**BRIEF**
For the word "below", copy every line of the material that includes it.

**PROVIDED RECORDS**
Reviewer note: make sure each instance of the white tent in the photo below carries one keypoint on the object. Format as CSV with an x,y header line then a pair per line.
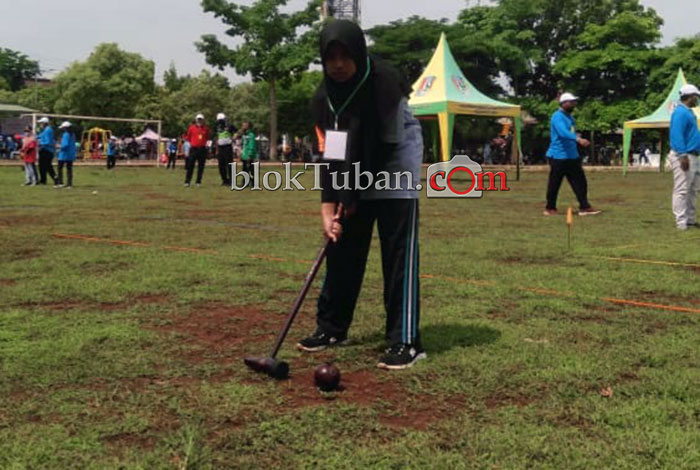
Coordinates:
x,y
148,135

...

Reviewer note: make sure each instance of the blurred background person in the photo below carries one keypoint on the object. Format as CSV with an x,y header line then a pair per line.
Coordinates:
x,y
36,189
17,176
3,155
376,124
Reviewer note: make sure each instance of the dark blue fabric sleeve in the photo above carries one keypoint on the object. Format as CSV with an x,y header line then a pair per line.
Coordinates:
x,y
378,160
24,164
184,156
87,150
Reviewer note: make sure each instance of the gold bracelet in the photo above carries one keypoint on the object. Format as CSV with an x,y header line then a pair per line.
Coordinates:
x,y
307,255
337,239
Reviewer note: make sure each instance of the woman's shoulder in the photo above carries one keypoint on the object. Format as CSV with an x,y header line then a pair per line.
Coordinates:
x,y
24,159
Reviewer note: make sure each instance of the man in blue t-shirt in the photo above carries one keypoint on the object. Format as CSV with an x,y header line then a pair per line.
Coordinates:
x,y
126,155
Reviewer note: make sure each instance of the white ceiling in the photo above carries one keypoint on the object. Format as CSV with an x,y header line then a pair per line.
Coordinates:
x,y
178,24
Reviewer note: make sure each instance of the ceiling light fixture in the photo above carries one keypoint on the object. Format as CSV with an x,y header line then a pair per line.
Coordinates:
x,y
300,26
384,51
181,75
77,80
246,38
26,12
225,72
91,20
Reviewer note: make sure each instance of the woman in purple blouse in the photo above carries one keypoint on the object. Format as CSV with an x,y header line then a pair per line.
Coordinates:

**ANSWER FOR THE TASK**
Reviewer note: make sure each instance of the white tent in the photo below carries one keypoint on the object. Format as CSV with an x,y header line then a pair per line.
Reviewer note: make sure each instance of the blurred background person in the photo below carries one keypoint on the object. Format as CSV with an x,y header line then a pair per line.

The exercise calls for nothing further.